Could you please repeat the entries below word for word, with the images left out?

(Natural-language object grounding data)
● ● ●

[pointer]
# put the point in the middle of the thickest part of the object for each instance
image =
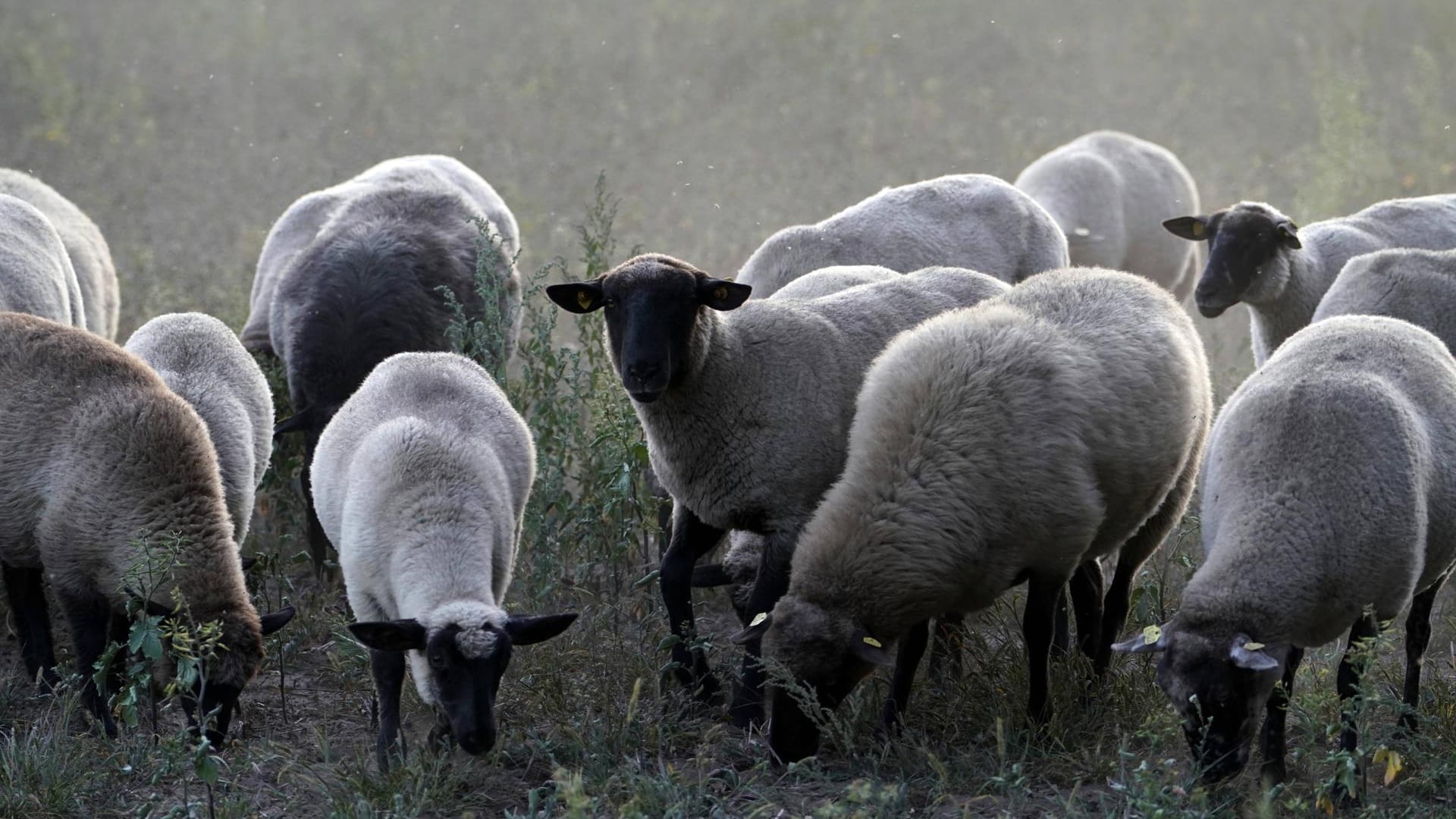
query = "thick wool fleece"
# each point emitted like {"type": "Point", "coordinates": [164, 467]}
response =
{"type": "Point", "coordinates": [1327, 485]}
{"type": "Point", "coordinates": [968, 221]}
{"type": "Point", "coordinates": [202, 362]}
{"type": "Point", "coordinates": [36, 273]}
{"type": "Point", "coordinates": [1018, 438]}
{"type": "Point", "coordinates": [1110, 193]}
{"type": "Point", "coordinates": [421, 482]}
{"type": "Point", "coordinates": [95, 452]}
{"type": "Point", "coordinates": [85, 246]}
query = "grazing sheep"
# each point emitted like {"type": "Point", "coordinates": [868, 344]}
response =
{"type": "Point", "coordinates": [1110, 191]}
{"type": "Point", "coordinates": [421, 482]}
{"type": "Point", "coordinates": [747, 409]}
{"type": "Point", "coordinates": [202, 362]}
{"type": "Point", "coordinates": [364, 283]}
{"type": "Point", "coordinates": [1282, 271]}
{"type": "Point", "coordinates": [96, 452]}
{"type": "Point", "coordinates": [1329, 504]}
{"type": "Point", "coordinates": [1009, 442]}
{"type": "Point", "coordinates": [36, 273]}
{"type": "Point", "coordinates": [968, 221]}
{"type": "Point", "coordinates": [85, 246]}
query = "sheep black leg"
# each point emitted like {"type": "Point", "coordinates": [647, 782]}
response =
{"type": "Point", "coordinates": [1351, 667]}
{"type": "Point", "coordinates": [91, 626]}
{"type": "Point", "coordinates": [908, 659]}
{"type": "Point", "coordinates": [1417, 637]}
{"type": "Point", "coordinates": [692, 539]}
{"type": "Point", "coordinates": [389, 676]}
{"type": "Point", "coordinates": [946, 661]}
{"type": "Point", "coordinates": [33, 621]}
{"type": "Point", "coordinates": [1037, 627]}
{"type": "Point", "coordinates": [1273, 736]}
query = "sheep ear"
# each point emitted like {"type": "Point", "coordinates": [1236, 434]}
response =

● ● ●

SOLUTION FOR THIS EXERCISE -
[pointer]
# put the point in the middle of the thickest part of the object for each instance
image =
query = "thick wool fleece"
# each point emitted like {"type": "Point", "coordinates": [164, 467]}
response =
{"type": "Point", "coordinates": [1327, 485]}
{"type": "Point", "coordinates": [968, 221]}
{"type": "Point", "coordinates": [202, 362]}
{"type": "Point", "coordinates": [36, 273]}
{"type": "Point", "coordinates": [1018, 438]}
{"type": "Point", "coordinates": [1110, 193]}
{"type": "Point", "coordinates": [421, 482]}
{"type": "Point", "coordinates": [95, 452]}
{"type": "Point", "coordinates": [85, 246]}
query = "grazing sheep"
# each point emitted like {"type": "Point", "coordinates": [868, 344]}
response =
{"type": "Point", "coordinates": [1110, 191]}
{"type": "Point", "coordinates": [421, 482]}
{"type": "Point", "coordinates": [747, 409]}
{"type": "Point", "coordinates": [202, 362]}
{"type": "Point", "coordinates": [364, 283]}
{"type": "Point", "coordinates": [1282, 271]}
{"type": "Point", "coordinates": [96, 452]}
{"type": "Point", "coordinates": [1329, 504]}
{"type": "Point", "coordinates": [1009, 442]}
{"type": "Point", "coordinates": [36, 273]}
{"type": "Point", "coordinates": [968, 221]}
{"type": "Point", "coordinates": [85, 246]}
query = "sheep black leg"
# each point emitted like {"type": "Point", "coordinates": [647, 782]}
response =
{"type": "Point", "coordinates": [1351, 667]}
{"type": "Point", "coordinates": [91, 626]}
{"type": "Point", "coordinates": [908, 659]}
{"type": "Point", "coordinates": [1417, 637]}
{"type": "Point", "coordinates": [692, 539]}
{"type": "Point", "coordinates": [389, 676]}
{"type": "Point", "coordinates": [946, 661]}
{"type": "Point", "coordinates": [33, 621]}
{"type": "Point", "coordinates": [1037, 627]}
{"type": "Point", "coordinates": [1273, 736]}
query = "sheep ear"
# each point emitted like {"type": "Point", "coordinates": [1236, 434]}
response =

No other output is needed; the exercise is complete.